**Records provided**
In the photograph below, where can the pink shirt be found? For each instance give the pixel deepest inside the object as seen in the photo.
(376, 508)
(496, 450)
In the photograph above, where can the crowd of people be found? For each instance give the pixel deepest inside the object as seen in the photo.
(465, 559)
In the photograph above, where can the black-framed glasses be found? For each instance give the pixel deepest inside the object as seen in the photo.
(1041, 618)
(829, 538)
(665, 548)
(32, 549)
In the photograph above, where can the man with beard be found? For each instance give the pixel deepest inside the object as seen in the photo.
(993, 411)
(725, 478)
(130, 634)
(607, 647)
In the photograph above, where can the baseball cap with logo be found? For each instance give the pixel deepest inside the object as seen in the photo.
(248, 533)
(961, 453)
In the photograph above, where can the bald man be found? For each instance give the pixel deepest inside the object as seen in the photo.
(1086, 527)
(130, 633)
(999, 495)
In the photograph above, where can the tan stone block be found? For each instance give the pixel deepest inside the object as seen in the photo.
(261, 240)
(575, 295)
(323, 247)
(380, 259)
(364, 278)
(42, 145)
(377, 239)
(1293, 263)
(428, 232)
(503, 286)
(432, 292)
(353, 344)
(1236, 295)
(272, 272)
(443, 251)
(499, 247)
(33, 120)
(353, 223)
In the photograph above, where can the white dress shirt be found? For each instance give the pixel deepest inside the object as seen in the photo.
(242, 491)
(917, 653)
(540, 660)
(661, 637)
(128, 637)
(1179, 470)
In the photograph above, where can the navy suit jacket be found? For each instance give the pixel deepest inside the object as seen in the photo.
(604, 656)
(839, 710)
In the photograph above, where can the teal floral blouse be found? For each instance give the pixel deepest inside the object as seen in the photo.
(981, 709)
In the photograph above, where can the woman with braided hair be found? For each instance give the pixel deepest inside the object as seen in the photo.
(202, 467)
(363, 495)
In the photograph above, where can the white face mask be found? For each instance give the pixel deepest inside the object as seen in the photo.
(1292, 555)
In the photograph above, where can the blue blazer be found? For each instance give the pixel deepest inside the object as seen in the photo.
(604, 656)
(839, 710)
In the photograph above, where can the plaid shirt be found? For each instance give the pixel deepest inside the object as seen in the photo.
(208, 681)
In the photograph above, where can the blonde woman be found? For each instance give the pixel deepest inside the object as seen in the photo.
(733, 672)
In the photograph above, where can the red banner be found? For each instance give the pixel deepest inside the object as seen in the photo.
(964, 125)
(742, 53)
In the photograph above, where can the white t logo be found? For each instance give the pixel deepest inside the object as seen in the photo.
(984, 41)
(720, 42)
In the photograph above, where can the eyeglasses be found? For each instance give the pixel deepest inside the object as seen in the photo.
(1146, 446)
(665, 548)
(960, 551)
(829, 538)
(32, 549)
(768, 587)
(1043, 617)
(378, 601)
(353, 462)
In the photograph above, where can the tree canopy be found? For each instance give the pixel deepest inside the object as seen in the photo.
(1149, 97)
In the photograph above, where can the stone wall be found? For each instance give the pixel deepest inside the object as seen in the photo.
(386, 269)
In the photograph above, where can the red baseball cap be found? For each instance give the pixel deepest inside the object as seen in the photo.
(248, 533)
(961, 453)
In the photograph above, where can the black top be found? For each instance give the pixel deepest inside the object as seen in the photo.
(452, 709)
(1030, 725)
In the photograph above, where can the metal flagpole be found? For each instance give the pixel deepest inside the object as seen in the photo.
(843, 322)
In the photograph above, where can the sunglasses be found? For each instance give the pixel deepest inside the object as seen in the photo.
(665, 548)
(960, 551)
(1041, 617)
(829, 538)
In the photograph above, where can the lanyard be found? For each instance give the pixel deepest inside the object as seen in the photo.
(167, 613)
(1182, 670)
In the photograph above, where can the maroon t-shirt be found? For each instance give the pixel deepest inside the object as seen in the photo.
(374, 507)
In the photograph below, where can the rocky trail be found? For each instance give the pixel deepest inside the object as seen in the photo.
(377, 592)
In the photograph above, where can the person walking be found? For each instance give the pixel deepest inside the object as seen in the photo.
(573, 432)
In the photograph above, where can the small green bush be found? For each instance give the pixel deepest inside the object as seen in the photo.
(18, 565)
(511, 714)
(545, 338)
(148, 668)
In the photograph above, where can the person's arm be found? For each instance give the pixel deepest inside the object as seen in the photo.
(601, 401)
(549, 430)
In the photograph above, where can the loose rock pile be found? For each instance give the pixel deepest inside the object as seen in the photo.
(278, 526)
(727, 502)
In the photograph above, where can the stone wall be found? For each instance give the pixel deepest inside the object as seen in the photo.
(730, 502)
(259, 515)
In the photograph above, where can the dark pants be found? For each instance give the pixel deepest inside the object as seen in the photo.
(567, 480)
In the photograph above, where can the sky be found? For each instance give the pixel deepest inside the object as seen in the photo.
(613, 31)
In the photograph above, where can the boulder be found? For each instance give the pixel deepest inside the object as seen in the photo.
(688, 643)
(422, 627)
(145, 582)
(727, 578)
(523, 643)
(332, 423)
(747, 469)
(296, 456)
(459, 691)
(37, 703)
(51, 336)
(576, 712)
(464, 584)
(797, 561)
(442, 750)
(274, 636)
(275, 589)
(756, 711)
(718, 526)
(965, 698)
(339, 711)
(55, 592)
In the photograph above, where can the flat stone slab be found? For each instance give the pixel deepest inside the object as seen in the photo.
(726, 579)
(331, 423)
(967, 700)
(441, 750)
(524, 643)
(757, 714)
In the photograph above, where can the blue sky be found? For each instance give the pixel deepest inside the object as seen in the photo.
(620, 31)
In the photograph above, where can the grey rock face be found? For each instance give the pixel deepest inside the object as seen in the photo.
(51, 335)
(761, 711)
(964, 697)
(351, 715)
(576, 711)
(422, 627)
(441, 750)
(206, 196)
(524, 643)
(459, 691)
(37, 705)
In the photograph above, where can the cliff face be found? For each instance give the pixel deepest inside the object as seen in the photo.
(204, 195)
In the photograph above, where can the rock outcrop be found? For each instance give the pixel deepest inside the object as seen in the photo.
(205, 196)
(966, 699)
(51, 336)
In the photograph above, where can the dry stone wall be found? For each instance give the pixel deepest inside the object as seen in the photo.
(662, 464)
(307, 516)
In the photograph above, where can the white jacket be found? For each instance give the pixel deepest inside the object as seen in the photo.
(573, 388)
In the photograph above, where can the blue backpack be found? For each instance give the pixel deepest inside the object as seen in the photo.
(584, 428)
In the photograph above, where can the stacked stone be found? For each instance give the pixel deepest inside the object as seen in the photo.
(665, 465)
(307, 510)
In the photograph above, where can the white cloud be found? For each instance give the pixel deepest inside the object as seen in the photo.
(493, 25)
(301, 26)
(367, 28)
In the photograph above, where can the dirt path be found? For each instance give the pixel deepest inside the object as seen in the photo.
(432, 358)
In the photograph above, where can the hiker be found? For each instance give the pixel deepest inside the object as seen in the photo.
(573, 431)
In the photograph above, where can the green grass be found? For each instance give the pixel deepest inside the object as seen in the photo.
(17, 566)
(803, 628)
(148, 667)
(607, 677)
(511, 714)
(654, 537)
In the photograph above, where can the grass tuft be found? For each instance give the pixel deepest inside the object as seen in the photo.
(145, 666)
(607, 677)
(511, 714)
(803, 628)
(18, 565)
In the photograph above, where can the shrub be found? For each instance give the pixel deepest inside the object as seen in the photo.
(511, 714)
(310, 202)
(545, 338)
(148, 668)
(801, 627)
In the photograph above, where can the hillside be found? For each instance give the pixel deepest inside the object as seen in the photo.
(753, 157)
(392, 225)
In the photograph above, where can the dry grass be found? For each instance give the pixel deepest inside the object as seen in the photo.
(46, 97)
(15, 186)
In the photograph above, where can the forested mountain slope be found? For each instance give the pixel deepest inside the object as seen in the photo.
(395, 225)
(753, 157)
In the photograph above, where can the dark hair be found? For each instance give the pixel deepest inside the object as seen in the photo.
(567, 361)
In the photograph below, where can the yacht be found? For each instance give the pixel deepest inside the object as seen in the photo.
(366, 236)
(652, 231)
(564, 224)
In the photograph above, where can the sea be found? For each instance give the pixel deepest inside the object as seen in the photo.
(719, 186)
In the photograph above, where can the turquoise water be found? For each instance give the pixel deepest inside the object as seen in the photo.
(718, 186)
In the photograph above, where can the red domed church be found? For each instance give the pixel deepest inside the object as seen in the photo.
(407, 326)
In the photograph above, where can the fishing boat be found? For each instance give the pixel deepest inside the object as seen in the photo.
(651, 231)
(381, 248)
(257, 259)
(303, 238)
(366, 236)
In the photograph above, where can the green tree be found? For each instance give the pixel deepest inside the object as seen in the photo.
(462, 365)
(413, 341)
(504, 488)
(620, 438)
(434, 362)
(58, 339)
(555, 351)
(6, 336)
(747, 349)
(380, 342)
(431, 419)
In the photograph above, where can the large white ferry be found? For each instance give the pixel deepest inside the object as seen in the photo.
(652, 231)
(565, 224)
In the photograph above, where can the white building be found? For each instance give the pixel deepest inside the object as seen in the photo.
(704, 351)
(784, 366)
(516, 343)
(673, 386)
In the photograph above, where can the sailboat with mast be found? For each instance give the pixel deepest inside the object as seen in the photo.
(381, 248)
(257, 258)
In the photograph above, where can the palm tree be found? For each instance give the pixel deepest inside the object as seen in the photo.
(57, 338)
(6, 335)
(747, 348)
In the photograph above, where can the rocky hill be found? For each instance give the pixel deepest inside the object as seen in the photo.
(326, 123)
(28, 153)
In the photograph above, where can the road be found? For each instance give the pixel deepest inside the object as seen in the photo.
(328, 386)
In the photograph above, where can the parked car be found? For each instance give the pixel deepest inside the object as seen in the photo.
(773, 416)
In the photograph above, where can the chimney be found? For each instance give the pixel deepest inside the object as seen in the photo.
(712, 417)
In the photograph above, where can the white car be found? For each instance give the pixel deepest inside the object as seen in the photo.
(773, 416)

**What to do**
Locate "In the photograph above, where can the road" in the material, then quote the line that contains it and all lines after it through the final one.

**Expected answer**
In the photograph above, where can the road be found? For each instance give the pixel deepest inside the object as seen in the photo.
(328, 386)
In the photograph above, where can the parked car be found? For each instance give the pixel deepest inside the object as seen in the photo.
(773, 416)
In the photograph above, where can the chimney be found? For each instance give the pixel deepest inside the object as seen in the photo.
(712, 417)
In the photograph above, where can the white car be found? For each instance give the pixel deepest inside the object as seen in the photo.
(773, 416)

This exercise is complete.